ANGEZEIGTER TEXT -

▼▼▼

Lesen Sie hier, welche Gesetzesänderungenaußerdem zum 1. Juli anstehen.
Also so wie ich das herauslese, hat sich Frau J. finanziell erfreulicherweise wieder erholt und arbeitet ganztags als Lehrerin. Ob sie auch in Frankreich berufstätig war ist unbekannt. Leider gibt der Bericht auch keine Zahlen her und man kann sich nur oberflächlich ein Bild über ihre Lage (zum Bsp. Mietkosten) machen. Lehrer sind nach meinem Kenntnisstand häufig in A12, beziehungsweise E 11 eingestuft und jeder kann im Internet herausfinden, wie viel das monatlich ist. Dies ändert aber nichts an der Tatsache, dass Väter für den Unterhalt ihrer Kinder mit aufkommen müssen, egal wo sie wohnen und egal was die Kindesmutter beruflich so macht. Es bleibt zu hoffen, dass Frau J. vielleicht irgendwann einen Partner findet, der mehr Verantwortungsbewusstsein ihr und ihrem Sohn gegenüber zeigt als ihr bisheriger Mann.
Da kann sich jeder sein Gedanken machen...
Aber anscheinend ist es ja modellhaft, für sein Leben und das seiner Kinder nur teilweise Verantwortung zu übernehmen.

▲▲▲

VERFÜGBARE DATEN -

▼▼▼

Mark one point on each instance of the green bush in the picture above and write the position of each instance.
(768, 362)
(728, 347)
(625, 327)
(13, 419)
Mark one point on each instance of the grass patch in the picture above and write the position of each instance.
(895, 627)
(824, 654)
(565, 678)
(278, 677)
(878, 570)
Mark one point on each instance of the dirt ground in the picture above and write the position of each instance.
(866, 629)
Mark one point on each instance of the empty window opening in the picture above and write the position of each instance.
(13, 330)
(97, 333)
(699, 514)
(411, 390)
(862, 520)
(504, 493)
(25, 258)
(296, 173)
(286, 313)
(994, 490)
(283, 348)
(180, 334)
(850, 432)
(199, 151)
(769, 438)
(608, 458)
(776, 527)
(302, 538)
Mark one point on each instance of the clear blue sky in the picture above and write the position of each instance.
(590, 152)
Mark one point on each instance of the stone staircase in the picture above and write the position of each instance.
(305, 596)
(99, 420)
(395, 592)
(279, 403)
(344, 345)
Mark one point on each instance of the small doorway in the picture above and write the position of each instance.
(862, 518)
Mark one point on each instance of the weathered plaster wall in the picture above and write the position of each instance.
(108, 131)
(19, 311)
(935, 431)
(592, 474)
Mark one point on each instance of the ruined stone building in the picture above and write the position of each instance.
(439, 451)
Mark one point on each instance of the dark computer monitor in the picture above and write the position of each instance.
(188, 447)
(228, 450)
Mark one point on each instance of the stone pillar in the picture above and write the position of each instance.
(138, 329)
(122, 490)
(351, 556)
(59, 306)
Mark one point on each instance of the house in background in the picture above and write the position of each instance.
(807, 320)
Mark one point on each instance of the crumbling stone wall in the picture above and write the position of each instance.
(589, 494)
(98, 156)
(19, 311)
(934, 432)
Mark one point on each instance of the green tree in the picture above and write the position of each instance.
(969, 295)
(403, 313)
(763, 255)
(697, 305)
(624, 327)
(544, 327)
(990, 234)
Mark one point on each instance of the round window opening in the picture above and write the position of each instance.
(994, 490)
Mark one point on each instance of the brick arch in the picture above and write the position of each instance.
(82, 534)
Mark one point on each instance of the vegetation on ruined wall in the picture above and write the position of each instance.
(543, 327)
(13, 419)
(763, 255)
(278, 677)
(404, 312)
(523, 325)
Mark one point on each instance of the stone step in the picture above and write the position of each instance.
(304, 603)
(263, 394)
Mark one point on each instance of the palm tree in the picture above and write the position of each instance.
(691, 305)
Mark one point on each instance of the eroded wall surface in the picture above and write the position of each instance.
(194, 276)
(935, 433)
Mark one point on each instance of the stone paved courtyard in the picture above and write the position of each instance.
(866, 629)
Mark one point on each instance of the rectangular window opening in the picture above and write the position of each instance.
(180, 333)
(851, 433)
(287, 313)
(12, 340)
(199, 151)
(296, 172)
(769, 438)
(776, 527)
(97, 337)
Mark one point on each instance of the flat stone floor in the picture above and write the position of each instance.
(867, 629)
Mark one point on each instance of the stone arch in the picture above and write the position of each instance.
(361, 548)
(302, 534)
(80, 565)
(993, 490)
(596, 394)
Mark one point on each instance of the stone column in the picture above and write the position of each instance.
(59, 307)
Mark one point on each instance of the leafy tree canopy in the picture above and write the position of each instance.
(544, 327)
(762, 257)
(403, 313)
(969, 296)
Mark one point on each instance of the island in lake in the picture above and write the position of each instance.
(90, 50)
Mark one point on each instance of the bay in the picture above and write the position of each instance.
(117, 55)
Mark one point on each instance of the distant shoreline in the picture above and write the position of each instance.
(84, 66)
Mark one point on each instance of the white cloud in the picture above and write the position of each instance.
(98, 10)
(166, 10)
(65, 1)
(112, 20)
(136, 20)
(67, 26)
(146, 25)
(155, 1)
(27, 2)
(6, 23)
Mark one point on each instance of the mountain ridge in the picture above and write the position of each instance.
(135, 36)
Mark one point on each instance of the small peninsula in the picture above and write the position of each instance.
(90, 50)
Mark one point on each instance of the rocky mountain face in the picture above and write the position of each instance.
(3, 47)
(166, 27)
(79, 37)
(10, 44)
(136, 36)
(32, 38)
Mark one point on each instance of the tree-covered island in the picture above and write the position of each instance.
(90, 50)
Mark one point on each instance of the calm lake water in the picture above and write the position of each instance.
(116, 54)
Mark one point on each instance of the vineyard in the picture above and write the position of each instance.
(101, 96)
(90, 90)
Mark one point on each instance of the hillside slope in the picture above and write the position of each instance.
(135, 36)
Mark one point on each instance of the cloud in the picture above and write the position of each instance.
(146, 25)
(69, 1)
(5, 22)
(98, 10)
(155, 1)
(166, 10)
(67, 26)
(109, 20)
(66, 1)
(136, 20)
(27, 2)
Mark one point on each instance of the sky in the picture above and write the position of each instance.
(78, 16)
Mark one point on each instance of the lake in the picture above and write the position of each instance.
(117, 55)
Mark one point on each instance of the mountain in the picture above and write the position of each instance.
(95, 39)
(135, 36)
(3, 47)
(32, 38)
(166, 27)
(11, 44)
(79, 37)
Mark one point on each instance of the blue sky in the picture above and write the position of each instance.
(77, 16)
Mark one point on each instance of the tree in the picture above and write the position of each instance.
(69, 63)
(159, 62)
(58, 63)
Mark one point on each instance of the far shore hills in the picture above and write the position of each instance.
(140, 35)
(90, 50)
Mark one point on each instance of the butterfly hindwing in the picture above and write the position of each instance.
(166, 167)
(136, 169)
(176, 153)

▲▲▲
▼▼▼

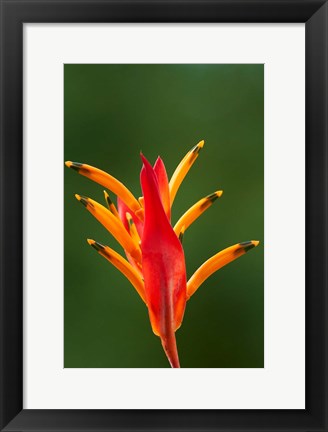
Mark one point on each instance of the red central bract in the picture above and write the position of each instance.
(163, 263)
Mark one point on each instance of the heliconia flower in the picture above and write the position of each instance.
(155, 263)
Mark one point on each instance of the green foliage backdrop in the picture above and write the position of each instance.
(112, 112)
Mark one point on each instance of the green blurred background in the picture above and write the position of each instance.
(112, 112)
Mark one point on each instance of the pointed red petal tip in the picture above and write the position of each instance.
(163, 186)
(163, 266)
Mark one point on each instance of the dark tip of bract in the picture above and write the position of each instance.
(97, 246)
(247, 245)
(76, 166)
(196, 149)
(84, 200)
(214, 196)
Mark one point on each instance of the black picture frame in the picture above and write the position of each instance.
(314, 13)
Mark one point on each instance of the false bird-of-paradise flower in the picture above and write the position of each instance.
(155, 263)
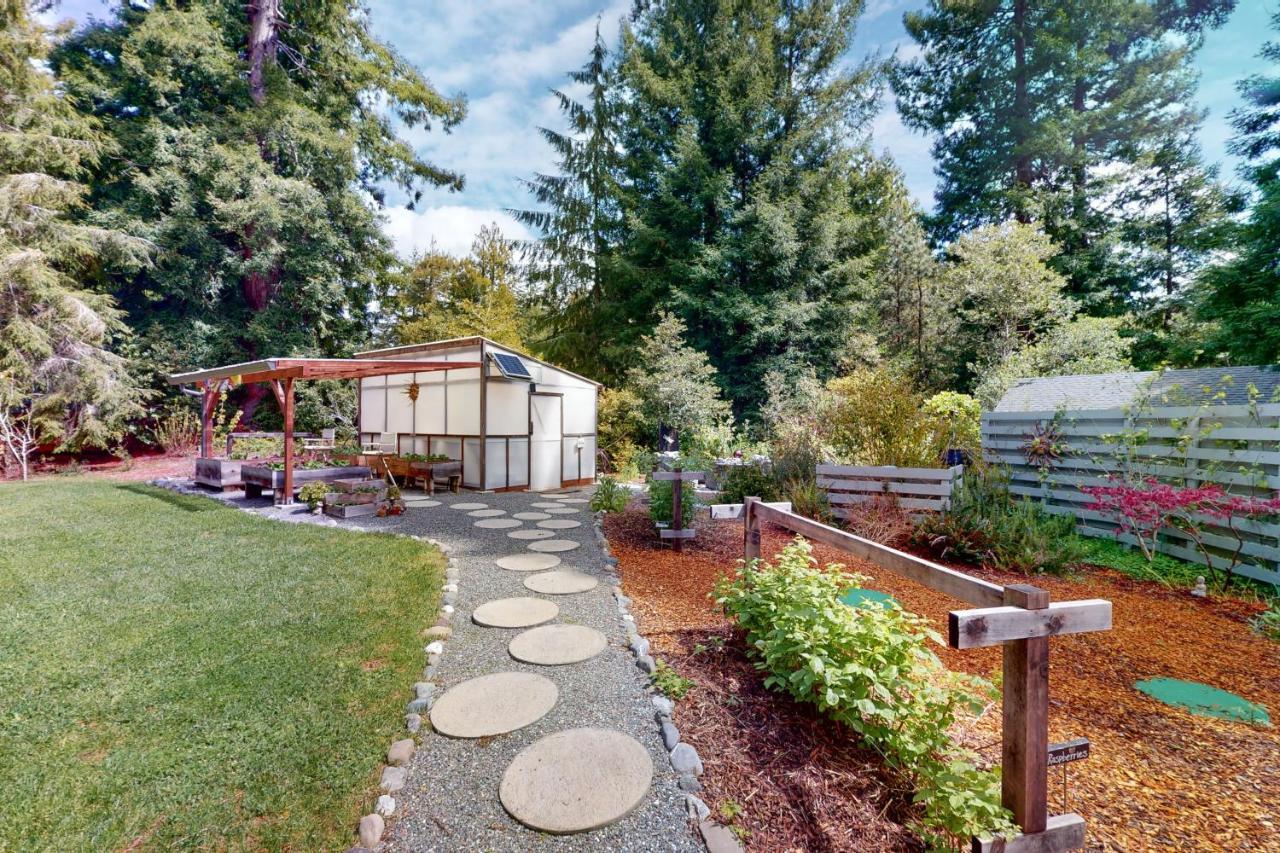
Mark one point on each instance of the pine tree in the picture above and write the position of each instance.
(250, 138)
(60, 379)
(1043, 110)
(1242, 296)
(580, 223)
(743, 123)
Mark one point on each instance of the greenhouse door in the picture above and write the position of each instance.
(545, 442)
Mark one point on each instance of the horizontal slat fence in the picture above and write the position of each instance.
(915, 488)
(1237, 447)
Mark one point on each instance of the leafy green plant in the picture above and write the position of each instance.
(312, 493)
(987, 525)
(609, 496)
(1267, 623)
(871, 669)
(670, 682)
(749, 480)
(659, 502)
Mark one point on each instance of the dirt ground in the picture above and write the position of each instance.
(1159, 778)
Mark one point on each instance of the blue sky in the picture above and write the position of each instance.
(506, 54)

▲▲▲
▼▼▼

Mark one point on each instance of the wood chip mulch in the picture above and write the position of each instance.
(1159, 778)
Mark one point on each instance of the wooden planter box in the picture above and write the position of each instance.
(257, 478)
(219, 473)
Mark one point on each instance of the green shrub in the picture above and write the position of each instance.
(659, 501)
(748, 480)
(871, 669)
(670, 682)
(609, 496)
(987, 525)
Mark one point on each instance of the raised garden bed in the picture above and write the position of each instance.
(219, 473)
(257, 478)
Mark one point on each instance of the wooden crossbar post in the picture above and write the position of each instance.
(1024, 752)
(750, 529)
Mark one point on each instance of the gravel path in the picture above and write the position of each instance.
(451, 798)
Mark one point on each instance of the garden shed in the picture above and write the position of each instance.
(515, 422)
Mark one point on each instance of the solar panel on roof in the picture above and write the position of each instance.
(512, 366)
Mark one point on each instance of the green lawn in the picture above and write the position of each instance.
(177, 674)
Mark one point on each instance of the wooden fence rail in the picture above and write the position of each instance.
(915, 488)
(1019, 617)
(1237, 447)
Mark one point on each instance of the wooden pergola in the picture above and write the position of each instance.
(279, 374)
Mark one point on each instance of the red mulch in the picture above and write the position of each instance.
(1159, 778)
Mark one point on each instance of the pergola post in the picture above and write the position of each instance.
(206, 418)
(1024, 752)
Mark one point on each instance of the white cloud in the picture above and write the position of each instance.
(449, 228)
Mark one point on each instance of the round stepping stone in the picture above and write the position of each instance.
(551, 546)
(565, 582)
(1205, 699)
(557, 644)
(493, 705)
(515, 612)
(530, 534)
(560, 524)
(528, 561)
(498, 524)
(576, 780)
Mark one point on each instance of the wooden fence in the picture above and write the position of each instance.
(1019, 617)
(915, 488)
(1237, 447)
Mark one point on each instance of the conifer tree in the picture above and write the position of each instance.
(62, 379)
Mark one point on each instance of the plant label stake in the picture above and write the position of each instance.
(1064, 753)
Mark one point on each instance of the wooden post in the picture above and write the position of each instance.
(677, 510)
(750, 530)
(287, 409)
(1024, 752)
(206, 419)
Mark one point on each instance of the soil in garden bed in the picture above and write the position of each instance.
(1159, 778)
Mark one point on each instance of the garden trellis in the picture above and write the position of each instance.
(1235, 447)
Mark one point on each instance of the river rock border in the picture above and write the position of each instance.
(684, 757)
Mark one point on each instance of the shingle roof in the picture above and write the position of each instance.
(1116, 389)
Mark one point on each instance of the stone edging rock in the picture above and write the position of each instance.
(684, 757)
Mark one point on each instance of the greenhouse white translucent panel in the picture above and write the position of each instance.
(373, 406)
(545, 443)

▲▲▲

AUFGABENSTELLUNG -
In welchem Beruf und in welchem Umfang arbeitet Frau J. laut dem angezeigten Text?

LÖSUNG -
Sie arbeitet ganztags als Lehrerin.